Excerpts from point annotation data
>> BEGIN

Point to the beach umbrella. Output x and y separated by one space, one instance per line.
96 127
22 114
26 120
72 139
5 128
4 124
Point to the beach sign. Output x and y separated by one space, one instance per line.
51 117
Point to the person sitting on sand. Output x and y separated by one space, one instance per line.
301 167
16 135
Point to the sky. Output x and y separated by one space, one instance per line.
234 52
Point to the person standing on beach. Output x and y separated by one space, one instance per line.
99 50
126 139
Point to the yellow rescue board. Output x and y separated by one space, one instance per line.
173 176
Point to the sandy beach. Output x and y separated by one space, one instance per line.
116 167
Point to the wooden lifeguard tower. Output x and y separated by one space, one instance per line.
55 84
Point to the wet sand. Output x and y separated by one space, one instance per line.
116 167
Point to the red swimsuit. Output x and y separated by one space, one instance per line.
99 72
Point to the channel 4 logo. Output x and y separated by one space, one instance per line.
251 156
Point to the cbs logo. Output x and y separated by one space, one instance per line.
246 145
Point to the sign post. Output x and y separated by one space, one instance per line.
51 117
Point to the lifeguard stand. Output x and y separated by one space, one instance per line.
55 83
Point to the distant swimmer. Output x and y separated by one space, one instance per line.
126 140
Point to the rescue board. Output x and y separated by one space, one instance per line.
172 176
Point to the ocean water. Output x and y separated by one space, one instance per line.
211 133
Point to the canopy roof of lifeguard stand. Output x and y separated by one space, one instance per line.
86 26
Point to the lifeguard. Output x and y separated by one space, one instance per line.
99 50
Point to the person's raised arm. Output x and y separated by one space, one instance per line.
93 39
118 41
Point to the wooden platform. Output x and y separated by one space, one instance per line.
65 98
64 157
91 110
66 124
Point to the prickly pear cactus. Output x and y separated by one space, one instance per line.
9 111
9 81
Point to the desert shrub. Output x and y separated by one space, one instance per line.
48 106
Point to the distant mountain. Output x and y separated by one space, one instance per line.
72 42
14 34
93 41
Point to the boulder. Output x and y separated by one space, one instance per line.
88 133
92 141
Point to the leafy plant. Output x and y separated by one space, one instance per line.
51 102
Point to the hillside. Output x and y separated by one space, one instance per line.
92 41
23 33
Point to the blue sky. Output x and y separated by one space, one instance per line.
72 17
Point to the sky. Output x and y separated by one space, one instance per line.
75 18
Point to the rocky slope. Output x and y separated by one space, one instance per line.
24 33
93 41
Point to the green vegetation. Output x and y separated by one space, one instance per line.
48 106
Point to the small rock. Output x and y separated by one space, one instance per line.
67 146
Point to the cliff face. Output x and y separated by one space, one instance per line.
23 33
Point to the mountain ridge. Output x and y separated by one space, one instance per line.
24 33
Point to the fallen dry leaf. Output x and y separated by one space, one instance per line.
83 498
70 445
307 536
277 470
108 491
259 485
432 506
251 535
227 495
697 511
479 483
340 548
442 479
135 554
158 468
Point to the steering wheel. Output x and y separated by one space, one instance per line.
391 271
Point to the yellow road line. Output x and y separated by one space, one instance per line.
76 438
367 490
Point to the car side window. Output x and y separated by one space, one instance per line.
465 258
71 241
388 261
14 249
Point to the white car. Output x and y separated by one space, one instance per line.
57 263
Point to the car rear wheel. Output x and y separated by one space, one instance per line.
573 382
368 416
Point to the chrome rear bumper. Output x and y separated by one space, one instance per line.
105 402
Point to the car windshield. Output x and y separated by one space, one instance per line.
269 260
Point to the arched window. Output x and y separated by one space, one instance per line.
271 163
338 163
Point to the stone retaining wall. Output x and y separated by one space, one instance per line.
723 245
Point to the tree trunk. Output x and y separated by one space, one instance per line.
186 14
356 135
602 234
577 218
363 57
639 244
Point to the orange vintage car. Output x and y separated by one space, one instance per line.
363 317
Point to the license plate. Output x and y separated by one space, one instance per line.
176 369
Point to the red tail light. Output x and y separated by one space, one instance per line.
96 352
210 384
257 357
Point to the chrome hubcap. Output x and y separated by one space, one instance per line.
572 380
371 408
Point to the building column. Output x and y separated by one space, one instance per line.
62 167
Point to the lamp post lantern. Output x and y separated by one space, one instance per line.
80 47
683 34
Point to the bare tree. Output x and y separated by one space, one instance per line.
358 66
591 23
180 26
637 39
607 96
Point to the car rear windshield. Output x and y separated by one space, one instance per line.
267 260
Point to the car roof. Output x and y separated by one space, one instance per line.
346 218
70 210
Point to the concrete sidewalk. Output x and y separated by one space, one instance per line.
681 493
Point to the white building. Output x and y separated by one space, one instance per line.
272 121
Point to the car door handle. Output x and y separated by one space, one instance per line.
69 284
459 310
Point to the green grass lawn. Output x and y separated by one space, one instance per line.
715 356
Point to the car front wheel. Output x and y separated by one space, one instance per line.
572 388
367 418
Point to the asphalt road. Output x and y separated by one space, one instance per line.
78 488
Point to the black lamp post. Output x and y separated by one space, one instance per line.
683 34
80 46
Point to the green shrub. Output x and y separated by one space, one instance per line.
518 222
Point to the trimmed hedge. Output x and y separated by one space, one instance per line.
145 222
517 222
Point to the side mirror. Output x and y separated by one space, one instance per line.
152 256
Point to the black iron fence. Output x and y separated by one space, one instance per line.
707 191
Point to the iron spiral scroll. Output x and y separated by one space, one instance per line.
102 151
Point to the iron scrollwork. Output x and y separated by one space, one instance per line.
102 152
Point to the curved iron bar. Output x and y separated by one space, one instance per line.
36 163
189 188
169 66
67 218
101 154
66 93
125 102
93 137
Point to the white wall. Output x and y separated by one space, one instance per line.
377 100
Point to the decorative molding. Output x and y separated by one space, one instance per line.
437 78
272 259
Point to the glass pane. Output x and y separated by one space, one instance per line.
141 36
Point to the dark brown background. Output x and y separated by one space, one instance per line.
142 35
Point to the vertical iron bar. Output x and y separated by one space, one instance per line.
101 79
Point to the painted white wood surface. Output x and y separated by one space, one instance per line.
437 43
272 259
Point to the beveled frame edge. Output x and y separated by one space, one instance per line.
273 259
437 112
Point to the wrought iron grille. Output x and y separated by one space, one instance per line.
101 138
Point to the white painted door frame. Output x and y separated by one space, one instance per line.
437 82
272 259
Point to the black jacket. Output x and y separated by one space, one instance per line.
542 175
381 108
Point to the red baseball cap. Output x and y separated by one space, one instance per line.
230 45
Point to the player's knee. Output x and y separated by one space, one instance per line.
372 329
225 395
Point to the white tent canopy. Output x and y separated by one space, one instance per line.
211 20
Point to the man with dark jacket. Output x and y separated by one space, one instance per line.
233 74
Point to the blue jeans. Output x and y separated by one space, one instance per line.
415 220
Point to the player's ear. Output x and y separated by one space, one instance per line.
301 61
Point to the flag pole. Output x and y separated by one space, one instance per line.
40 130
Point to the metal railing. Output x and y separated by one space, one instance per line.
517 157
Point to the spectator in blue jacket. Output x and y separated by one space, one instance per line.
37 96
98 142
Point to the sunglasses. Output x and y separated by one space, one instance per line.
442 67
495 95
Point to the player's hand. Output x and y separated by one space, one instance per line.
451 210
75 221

>> END

- TASK PROMPT:
Word for word, write out all of the data above.

- ANSWER IN FULL:
Point to the beach umbrella. Output x and y separated by one space, one instance per line.
96 127
22 114
26 120
72 139
5 128
4 124
Point to the beach sign. Output x and y separated by one space, one instance per line.
51 117
Point to the person sitting on sand. Output x and y separated by one space, one instance per line.
301 167
16 135
Point to the sky. Output x and y separated by one space, one instance per line.
234 52
Point to the person standing on beach. Output x and y separated by one space, one instance per line.
99 50
126 139
Point to the yellow rescue board. Output x and y separated by one space, one instance per line.
173 176
Point to the sandy beach. Output x and y separated by one space, one instance per line.
116 167
Point to the wooden lifeguard tower. Output x and y separated by one space, one instance per line.
55 84
Point to the wet sand. Output x and y separated by one space, one instance per line.
116 167
Point to the red swimsuit. Output x and y separated by one space, one instance per line.
99 72
Point to the channel 4 logo. Output x and y separated by one space, one instance per line.
251 156
Point to the cbs logo. Output x and y separated by one space, one instance per line.
246 145
Point to the sign post. Output x and y separated by one space, one instance per line.
51 117
Point to the lifeguard stand. Output x and y separated by one space, one instance per line.
55 83
Point to the distant swimmer. Output x and y separated by one space, one instance per line.
126 140
Point to the rescue board. Output x and y separated by one space, one instance per line.
172 176
Point to the ocean water. Output x and y separated by one space, one instance per line.
211 133
Point to the canopy roof of lifeguard stand. Output x and y separated by one space, one instance per line.
86 26
Point to the lifeguard. Output x and y separated by one space, one instance per line.
99 50
Point to the person's raised arm. Output x and y separated by one space, one instance per line.
93 39
118 41
Point to the wooden platform. Output x and y separated by one space, one instance per line.
65 98
64 157
91 110
66 124
Point to the prickly pear cactus. Output x and y separated by one space, one instance per line.
9 111
9 81
Point to the desert shrub. Output x and y separated by one space, one instance per line.
48 106
Point to the distant mountain. Output x and y separated by one space, one instance per line.
72 42
14 34
93 41
Point to the boulder. Output x and y separated by one space, one instance per line.
88 133
92 141
Point to the leafy plant. Output x and y separated by one space, one instance per line.
51 102
Point to the hillside. Output x and y separated by one space, one instance per line.
92 41
23 33
Point to the blue sky. Output x and y separated by one space, one instance per line.
72 17
Point to the sky. Output x and y separated by one space, one instance per line.
75 18
Point to the rocky slope. Output x and y separated by one space, one instance per line.
24 33
93 41
Point to the green vegetation. Output x and y separated by one space, one instance per line.
48 106
Point to the small rock. Output x and y separated by one space, one instance per line.
67 146
Point to the cliff face. Output x and y separated by one space, one instance per line.
23 33
Point to the mountain ridge. Output x and y separated by one space, one instance per line.
24 33
Point to the fallen dry leaf. Output x and y separated by one space, one instance per line.
83 498
70 445
307 536
277 470
108 491
259 485
432 506
251 535
227 495
697 511
479 483
340 548
442 479
135 554
158 468
Point to the steering wheel. Output x and y separated by one space, one instance per line.
391 271
Point to the yellow road line. Output x and y separated by one space, one instance per line.
76 438
367 490
Point to the car side window. Output x and y separated by one space, one instance per line.
465 258
71 241
388 261
14 249
Point to the white car. Output x and y separated by one space, one instance per line.
57 263
Point to the car rear wheel. Output x and y separated by one space, one instance per line.
573 382
368 416
Point to the chrome rear bumper. Output x and y separated by one space, one instance per line.
105 402
Point to the car windshield. Output x and y separated by one space, one instance per line.
269 260
Point to the arched window. Output x and y separated by one space, one instance per line.
271 163
338 163
Point to the stone retaining wall. Output x and y separated by one space, one instance per line.
723 245
Point to the tree trunk. Output x and y separated by one space, one instance per line.
186 14
356 135
602 234
577 218
363 57
639 244
Point to the orange vintage car. Output x and y separated by one space, one instance per line.
363 317
Point to the license plate. Output x and y separated by one space, one instance per line.
176 369
Point to the red tail light. Output x and y separated by one space, one instance per line.
96 352
210 384
257 357
Point to the chrome hubcap. Output x and y separated by one space, one instance per line.
572 380
371 408
Point to the building column. Output x and y separated by one space, one instance per line.
62 167
Point to the lamp post lantern. Output x and y separated by one space, one instance per line.
80 47
683 34
Point to the bare tree. Output x and y separated by one space, one instance per line.
358 66
591 23
180 26
637 39
607 96
Point to the car rear windshield. Output x and y separated by one space, one instance per line.
267 260
Point to the car roof. Output x and y separated by one space, one instance per line.
346 218
70 210
Point to the concrete sidewalk. Output x and y separated by one space, one instance per line.
681 493
Point to the white building. Output x and y separated by one space, one instance per line.
272 121
Point to the car door handle. Output x and y separated by one space, one instance per line.
69 284
459 310
Point to the green grass lawn. Output x and y separated by one space, one instance per line.
715 356
Point to the car front wheel. Output x and y separated by one space, one instance per line.
572 388
367 418
Point to the asphalt road. Output x and y separated by one space, one instance per line.
78 488
Point to the black lamp post. Output x and y separated by one space, one instance per line.
683 34
80 46
Point to the green shrub. Output x and y separated by one space, one instance per line.
518 222
Point to the trimmed hedge. Output x and y separated by one space, one instance per line.
145 222
517 222
Point to the side mirror. Output x and y separated by one space, one instance per line.
152 256
Point to the black iron fence. Output x and y separated by one space, one instance per line.
707 191
Point to the iron spiral scroll. Output x and y separated by one space, one instance per line.
102 151
Point to the iron scrollwork. Output x and y separated by one space, one instance per line.
102 152
Point to the curved iron bar. Output x and y separated by one space, one instance per line.
36 163
189 188
169 66
67 218
101 154
66 93
125 102
93 137
Point to the white wall. Output x and y separated by one space, one instance per line.
377 100
Point to the decorative molding. Output x and y separated by one space, one instance per line.
437 78
272 259
Point to the glass pane. Output x and y separated by one space, one instance per line.
141 36
Point to the dark brown background. Output x and y separated by one space, one instance per line.
142 35
Point to the vertical iron bar. Output x and y separated by one space, one instance per line.
101 79
Point to the painted white wood surface. Output x and y separated by one space, one instance per line.
437 43
272 259
Point to the beveled frame edge. Output x and y separated by one space, one instance per line.
273 259
437 112
Point to the wrought iron grille. Output x and y separated by one space, one instance per line.
101 138
Point to the white painted door frame. Output x and y separated by one space, one instance per line.
437 82
272 259
Point to the black jacket. Output x and y separated by one space, one instance per line.
542 175
381 108
Point to the red baseball cap. Output x and y separated by one space, one instance per line.
230 45
Point to the player's knee. Output x and y separated by one space, one instance per line.
372 329
225 395
Point to the white tent canopy. Output x and y separated by one space, one instance per line.
211 20
Point to the man with dark jacket. Output x and y separated by one space, one instance per line.
233 74
Point to the blue jeans. Output x and y separated by one space, one instance per line.
415 220
Point to the player's ear. Output x and y separated by one space, one instance per line.
301 61
Point to the flag pole. Output x and y separated by one space, one instance per line.
40 130
Point to the metal railing. Output x and y separated by one space, one instance per line.
517 157
Point to the spectator in blue jacket. Output x and y separated by one space, one instance per line.
37 96
98 142
Point to the sunglasses. Output x and y separated by one space, one instance per line.
442 67
495 95
Point to the player's hand. Output x and y separated by one space, one instance per line.
451 210
75 221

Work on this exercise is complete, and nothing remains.